_ASSIGNMENT_
Each line of the material below needs to be returned exactly as written.

INPUT START

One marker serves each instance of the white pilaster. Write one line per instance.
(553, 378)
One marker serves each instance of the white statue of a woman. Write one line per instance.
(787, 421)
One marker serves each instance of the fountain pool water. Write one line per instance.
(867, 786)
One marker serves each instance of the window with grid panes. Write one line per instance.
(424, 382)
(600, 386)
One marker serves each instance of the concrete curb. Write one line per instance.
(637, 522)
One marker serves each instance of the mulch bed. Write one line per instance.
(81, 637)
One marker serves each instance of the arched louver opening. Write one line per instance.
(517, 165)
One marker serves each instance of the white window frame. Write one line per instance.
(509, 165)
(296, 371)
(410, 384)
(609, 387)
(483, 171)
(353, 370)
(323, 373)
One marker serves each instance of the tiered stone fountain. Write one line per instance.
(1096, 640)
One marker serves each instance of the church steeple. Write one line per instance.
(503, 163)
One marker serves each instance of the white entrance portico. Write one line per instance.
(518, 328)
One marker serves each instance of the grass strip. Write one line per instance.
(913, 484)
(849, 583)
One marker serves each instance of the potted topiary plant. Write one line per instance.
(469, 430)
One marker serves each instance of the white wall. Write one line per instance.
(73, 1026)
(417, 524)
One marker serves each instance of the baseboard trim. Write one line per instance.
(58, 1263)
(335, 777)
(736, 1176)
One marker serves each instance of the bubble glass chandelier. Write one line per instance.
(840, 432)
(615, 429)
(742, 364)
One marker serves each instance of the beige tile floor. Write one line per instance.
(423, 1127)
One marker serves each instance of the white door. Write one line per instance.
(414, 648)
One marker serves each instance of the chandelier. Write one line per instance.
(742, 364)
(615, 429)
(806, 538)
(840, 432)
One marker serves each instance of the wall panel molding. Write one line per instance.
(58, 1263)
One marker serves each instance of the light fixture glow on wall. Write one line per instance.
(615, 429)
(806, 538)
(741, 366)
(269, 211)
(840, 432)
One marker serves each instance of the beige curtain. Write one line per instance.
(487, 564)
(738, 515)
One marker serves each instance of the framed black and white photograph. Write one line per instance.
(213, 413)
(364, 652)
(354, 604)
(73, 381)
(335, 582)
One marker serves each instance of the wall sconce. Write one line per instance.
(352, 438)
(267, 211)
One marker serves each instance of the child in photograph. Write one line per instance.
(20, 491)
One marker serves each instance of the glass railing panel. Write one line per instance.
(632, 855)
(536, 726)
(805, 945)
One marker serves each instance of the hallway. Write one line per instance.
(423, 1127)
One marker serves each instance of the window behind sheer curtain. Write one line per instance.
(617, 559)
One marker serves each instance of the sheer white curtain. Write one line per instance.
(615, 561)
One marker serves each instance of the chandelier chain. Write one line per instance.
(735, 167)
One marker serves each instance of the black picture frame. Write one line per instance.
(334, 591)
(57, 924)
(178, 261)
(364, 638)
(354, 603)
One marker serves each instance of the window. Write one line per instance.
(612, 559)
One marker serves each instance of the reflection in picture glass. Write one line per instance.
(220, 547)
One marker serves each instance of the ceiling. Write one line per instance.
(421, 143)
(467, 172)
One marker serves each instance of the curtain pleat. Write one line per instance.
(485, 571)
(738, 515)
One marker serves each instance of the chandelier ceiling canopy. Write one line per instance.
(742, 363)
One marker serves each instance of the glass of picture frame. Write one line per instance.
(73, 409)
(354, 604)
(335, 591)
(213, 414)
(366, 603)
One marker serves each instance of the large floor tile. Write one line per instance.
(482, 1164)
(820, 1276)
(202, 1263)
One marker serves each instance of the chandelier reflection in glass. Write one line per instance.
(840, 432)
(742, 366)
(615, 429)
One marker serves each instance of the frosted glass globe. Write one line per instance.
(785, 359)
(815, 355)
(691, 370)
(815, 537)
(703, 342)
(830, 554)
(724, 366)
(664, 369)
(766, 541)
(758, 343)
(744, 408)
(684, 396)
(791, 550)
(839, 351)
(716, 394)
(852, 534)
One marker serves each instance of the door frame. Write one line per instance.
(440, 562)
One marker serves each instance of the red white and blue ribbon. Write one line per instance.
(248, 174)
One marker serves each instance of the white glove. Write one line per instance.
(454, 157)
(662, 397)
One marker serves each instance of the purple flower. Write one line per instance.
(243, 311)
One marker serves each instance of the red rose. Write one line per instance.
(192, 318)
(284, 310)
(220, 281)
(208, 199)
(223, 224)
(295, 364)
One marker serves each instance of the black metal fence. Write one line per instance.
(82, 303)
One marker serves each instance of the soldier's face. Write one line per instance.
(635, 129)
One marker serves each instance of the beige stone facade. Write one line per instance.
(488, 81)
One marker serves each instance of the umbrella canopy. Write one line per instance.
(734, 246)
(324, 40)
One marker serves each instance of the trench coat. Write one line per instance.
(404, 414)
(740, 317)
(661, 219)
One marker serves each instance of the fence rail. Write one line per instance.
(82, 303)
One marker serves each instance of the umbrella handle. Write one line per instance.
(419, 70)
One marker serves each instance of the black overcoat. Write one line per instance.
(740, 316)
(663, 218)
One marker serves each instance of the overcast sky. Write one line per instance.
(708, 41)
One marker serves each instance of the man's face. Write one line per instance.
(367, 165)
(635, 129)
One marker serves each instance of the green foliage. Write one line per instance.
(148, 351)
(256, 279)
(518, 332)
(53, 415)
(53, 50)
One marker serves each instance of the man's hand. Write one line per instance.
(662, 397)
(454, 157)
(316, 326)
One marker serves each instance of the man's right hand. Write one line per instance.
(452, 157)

INPUT END

_TASK SOLUTION_
One marker serves each instance of the white pilaster. Write one line per instance.
(553, 378)
One marker serves each instance of the white statue of a woman. Write one line per instance.
(787, 421)
One marker serves each instance of the fountain pool water. Write one line per instance.
(867, 786)
One marker serves each instance of the window with grid panes. Write one line per instance.
(424, 382)
(600, 386)
One marker serves each instance of the concrete curb. Write one line per instance.
(637, 522)
One marker serves each instance of the mulch bed. Write one line per instance.
(81, 637)
One marker serves each instance of the arched louver opening. Write one line per instance.
(517, 165)
One marker serves each instance of the white window frame. Write one line per instance.
(509, 165)
(296, 371)
(410, 384)
(609, 387)
(483, 171)
(353, 370)
(323, 373)
One marker serves each instance of the tiered stone fountain. Write one line per instance.
(1096, 640)
One marker serves each instance of the church steeple. Write one line per instance.
(503, 163)
One marker serves each instance of the white entrance portico. Write one line per instance.
(518, 328)
One marker serves each instance of the grass strip. Write one line per instance.
(913, 484)
(849, 583)
One marker serves each instance of the potted topiary plant. Write one line per instance.
(469, 430)
One marker serves each instance of the white wall. Write one line per instance.
(73, 1026)
(417, 524)
One marker serves each instance of the baseboard trim. Write one line per instance.
(58, 1263)
(335, 777)
(736, 1176)
One marker serves each instance of the bubble glass chandelier. Write one line per instance.
(840, 432)
(615, 429)
(742, 364)
One marker serves each instance of the beige tile floor. Write one line per instance.
(423, 1127)
One marker serves each instance of the white door. Write one line per instance.
(414, 648)
One marker serves each instance of the chandelier. Write one line per instance.
(742, 364)
(615, 429)
(806, 538)
(840, 432)
One marker serves each instance of the wall panel molding. Write one line per instance.
(58, 1263)
One marker serves each instance of the light fixture glow on wall. Write one line per instance.
(615, 429)
(806, 538)
(741, 366)
(269, 211)
(840, 432)
One marker serves each instance of the beige curtain. Write one line per instance.
(487, 564)
(738, 515)
One marker serves each instance of the framed black and white photograph. Write one line per instance.
(213, 413)
(364, 652)
(354, 604)
(73, 381)
(335, 582)
One marker serves each instance of the wall sconce. Write one line per instance.
(352, 438)
(267, 211)
One marker serves each instance of the child in photograph. Write one line per instance.
(20, 491)
One marker serves each instance of the glass railing panel. Write one line per instance.
(632, 855)
(536, 726)
(805, 945)
One marker serves each instance of the hallway. Write one line per instance.
(423, 1127)
One marker serves each instance of the window behind sheer curtain. Write one line per instance.
(617, 559)
One marker serves each instance of the sheer white curtain. Write one line per instance.
(615, 561)
One marker serves each instance of the chandelier chain. Write one line per instance.
(735, 167)
One marker serves each instance of the black picture frame. Write one line per instance.
(334, 591)
(57, 924)
(178, 261)
(364, 638)
(354, 603)
One marker serves each instance of the window. Write one line per instance.
(612, 559)
One marker serves each instance of the reflection in picture glass. Write one line per instance.
(220, 547)
One marker serves each instance of the ceiling. Write one line per instance.
(421, 143)
(467, 172)
One marker serves each instance of the curtain pleat. Write one line per instance.
(485, 571)
(738, 515)
One marker serves each instance of the chandelier ceiling canopy. Write one line per instance.
(742, 363)
One marker serves each instance of the glass of picture frame. Write one line per instance.
(73, 409)
(354, 604)
(335, 591)
(213, 414)
(366, 603)
One marker serves each instance of the large floor tile. Write one line per instance.
(482, 1164)
(820, 1276)
(202, 1263)
One marker serves each instance of the chandelier reflection in glass. Write one line per instance.
(840, 432)
(742, 366)
(615, 429)
One marker serves each instance of the frosted glass globe. Write one line per instance.
(785, 359)
(815, 355)
(691, 370)
(815, 537)
(703, 342)
(830, 554)
(724, 366)
(664, 369)
(766, 541)
(758, 343)
(744, 408)
(684, 396)
(791, 550)
(839, 351)
(716, 394)
(852, 534)
One marker serves each instance of the door frame. Write one line per instance.
(440, 562)
One marker serves each instance of the red white and blue ribbon. Write one line per instance.
(248, 174)
One marker serves each instance of the white glove. Write one line per instance.
(454, 157)
(662, 397)
One marker serves each instance of the purple flower. Write one line per instance.
(243, 311)
One marker serves each instance of the red rose. Write one line per instance.
(192, 318)
(284, 310)
(220, 281)
(208, 199)
(223, 224)
(295, 364)
One marker serves each instance of the black metal fence. Write one line per instance.
(82, 303)
One marker serves each instance of the soldier's face. Write one line per instance.
(635, 129)
One marker serves each instance of the beige stone facade. Write one line per instance.
(488, 81)
One marker serves each instance of the umbrella canopy. Write one line per instance.
(734, 246)
(324, 40)
One marker serves each instance of the trench coat. Write one line per instance.
(404, 414)
(740, 317)
(661, 219)
One marker serves each instance of the fence rail. Write one line per instance.
(82, 303)
One marker serves each instance of the umbrella handle. Write one line per instance.
(419, 70)
One marker serves each instance of the black overcoat. Write one line per instance.
(740, 316)
(663, 218)
One marker serves each instance of the overcast sky. Write one line per instance.
(708, 41)
One marker serves each instance of the man's face. Write one line per instance.
(367, 165)
(635, 129)
One marker serves each instance of the green foliage. Write one line per instance.
(148, 351)
(256, 279)
(518, 332)
(53, 415)
(53, 50)
One marker serves each instance of the man's hand. Write one line per instance.
(662, 397)
(454, 157)
(316, 326)
One marker serves each instance of the man's right hand. Write one line per instance.
(452, 157)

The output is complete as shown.